(Dados de rotulagem de coordenadas)

--*--

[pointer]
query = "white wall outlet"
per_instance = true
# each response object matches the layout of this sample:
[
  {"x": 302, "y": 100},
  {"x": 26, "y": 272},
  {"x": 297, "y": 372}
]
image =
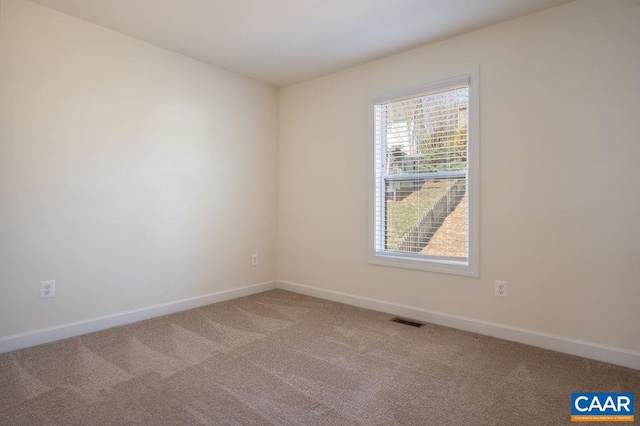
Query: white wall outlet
[
  {"x": 47, "y": 289},
  {"x": 500, "y": 288}
]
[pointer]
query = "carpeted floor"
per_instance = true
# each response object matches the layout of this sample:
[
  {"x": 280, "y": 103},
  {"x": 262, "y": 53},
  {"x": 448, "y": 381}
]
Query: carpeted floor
[{"x": 286, "y": 359}]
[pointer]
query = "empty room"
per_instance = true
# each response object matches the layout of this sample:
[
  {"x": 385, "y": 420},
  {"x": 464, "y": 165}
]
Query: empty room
[{"x": 422, "y": 212}]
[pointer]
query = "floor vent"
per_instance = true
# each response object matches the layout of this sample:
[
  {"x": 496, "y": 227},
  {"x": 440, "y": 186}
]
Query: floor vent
[{"x": 407, "y": 322}]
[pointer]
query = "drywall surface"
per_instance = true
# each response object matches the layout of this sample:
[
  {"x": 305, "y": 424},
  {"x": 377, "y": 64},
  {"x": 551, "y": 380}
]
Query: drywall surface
[
  {"x": 559, "y": 199},
  {"x": 131, "y": 175}
]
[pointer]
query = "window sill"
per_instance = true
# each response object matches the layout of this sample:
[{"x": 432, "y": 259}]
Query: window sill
[{"x": 444, "y": 267}]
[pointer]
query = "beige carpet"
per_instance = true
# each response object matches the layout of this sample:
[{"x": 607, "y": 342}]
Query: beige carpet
[{"x": 285, "y": 359}]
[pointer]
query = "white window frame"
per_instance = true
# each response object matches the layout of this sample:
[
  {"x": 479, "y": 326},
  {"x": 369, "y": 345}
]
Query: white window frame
[{"x": 408, "y": 260}]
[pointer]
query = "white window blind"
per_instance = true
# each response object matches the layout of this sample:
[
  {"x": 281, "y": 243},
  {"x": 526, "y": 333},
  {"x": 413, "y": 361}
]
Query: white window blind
[{"x": 422, "y": 181}]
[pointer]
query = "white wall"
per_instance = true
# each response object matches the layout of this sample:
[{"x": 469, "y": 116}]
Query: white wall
[
  {"x": 559, "y": 197},
  {"x": 131, "y": 175}
]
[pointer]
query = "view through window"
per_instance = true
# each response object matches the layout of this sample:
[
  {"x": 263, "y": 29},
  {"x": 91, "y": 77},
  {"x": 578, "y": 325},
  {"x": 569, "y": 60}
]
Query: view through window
[{"x": 422, "y": 179}]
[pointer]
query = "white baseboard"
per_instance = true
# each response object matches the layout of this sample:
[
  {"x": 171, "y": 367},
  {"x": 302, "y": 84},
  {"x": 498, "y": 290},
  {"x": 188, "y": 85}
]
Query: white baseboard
[
  {"x": 618, "y": 356},
  {"x": 50, "y": 334}
]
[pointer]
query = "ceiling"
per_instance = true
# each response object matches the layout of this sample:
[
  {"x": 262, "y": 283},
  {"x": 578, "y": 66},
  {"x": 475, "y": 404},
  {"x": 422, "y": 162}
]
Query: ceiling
[{"x": 282, "y": 42}]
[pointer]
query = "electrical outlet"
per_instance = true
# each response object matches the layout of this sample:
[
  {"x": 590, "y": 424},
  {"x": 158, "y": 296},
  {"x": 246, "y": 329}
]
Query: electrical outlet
[
  {"x": 500, "y": 288},
  {"x": 47, "y": 289}
]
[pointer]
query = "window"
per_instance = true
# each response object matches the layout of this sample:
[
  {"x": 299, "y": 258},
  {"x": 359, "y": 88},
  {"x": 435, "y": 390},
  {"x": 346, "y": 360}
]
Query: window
[{"x": 425, "y": 161}]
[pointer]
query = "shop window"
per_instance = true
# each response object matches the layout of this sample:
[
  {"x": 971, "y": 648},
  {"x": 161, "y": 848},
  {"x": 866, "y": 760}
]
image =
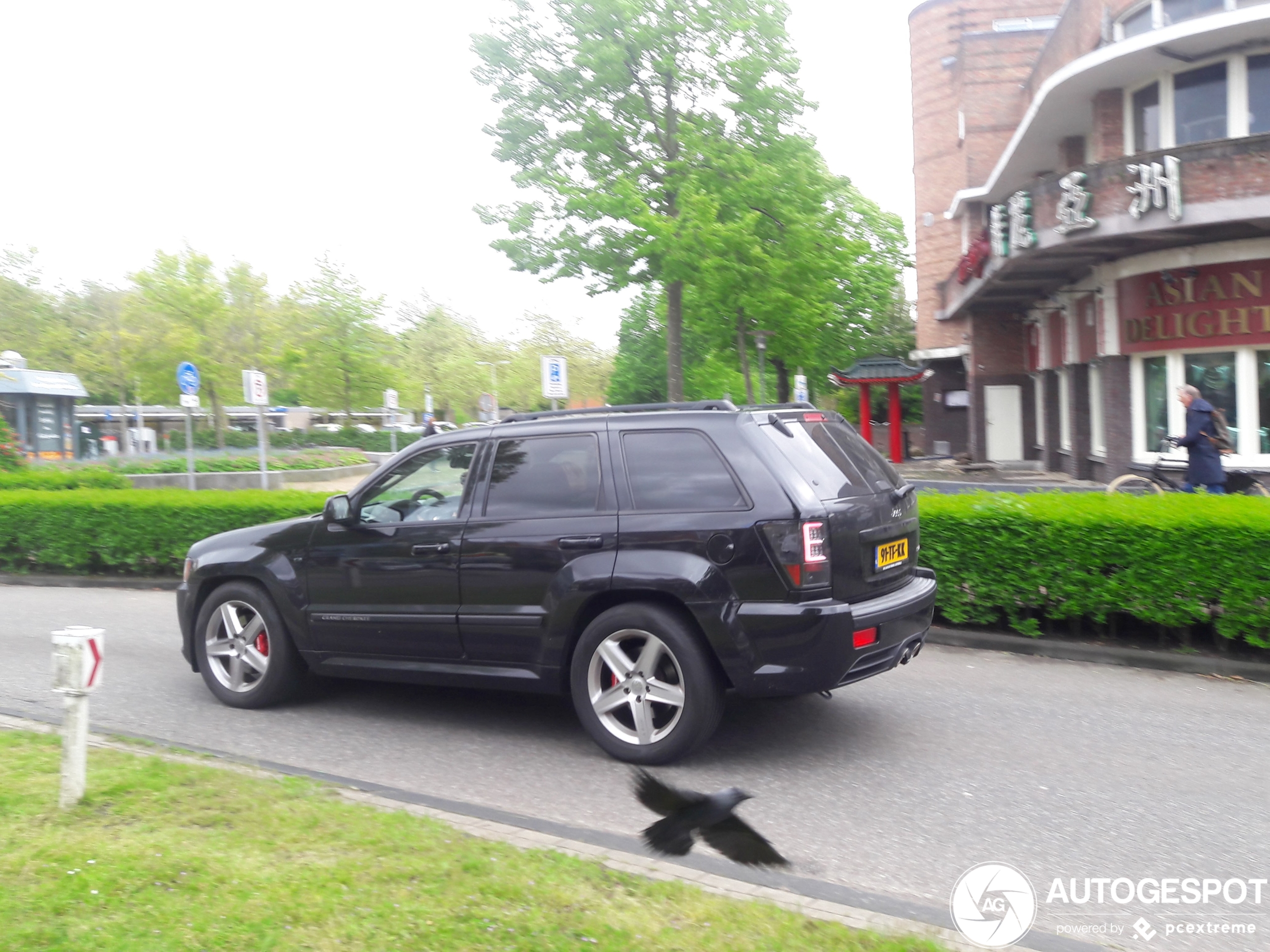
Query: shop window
[
  {"x": 1214, "y": 376},
  {"x": 1200, "y": 104},
  {"x": 1155, "y": 382},
  {"x": 1264, "y": 398},
  {"x": 1179, "y": 10},
  {"x": 1064, "y": 409},
  {"x": 1140, "y": 22},
  {"x": 1146, "y": 118},
  {"x": 1098, "y": 426},
  {"x": 1259, "y": 94}
]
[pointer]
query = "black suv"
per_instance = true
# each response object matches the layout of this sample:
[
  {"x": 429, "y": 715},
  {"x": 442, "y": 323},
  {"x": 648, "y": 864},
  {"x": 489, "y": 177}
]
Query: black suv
[{"x": 642, "y": 559}]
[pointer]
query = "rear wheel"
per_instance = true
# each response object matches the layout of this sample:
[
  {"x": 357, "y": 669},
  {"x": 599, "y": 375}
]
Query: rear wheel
[
  {"x": 644, "y": 685},
  {"x": 1132, "y": 484},
  {"x": 244, "y": 652}
]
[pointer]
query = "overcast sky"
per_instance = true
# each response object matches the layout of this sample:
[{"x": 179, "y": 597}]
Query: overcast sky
[{"x": 277, "y": 132}]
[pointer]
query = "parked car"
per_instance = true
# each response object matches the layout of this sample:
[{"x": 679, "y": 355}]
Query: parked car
[{"x": 642, "y": 559}]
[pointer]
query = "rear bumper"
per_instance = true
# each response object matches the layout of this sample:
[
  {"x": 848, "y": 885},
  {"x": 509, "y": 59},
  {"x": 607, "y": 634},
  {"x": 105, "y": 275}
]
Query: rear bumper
[{"x": 802, "y": 648}]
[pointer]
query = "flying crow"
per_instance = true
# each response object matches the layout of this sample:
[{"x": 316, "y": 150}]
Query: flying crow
[{"x": 686, "y": 812}]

--*--

__ENUNCIADO DA TAREFA__
Selecione e transcreva todas as linhas que contêm a palavra "window", levando em conta a distinção entre maiúsculas e minúsculas.

__EXERCÍCIO RESOLVIDO__
query = "window sill"
Query: window sill
query = "white window frame"
Query: white window frame
query = "white window blind"
Query: white window blind
query = "view through window"
Query: view through window
query = "window"
Query: window
query = "shop window"
Query: shop window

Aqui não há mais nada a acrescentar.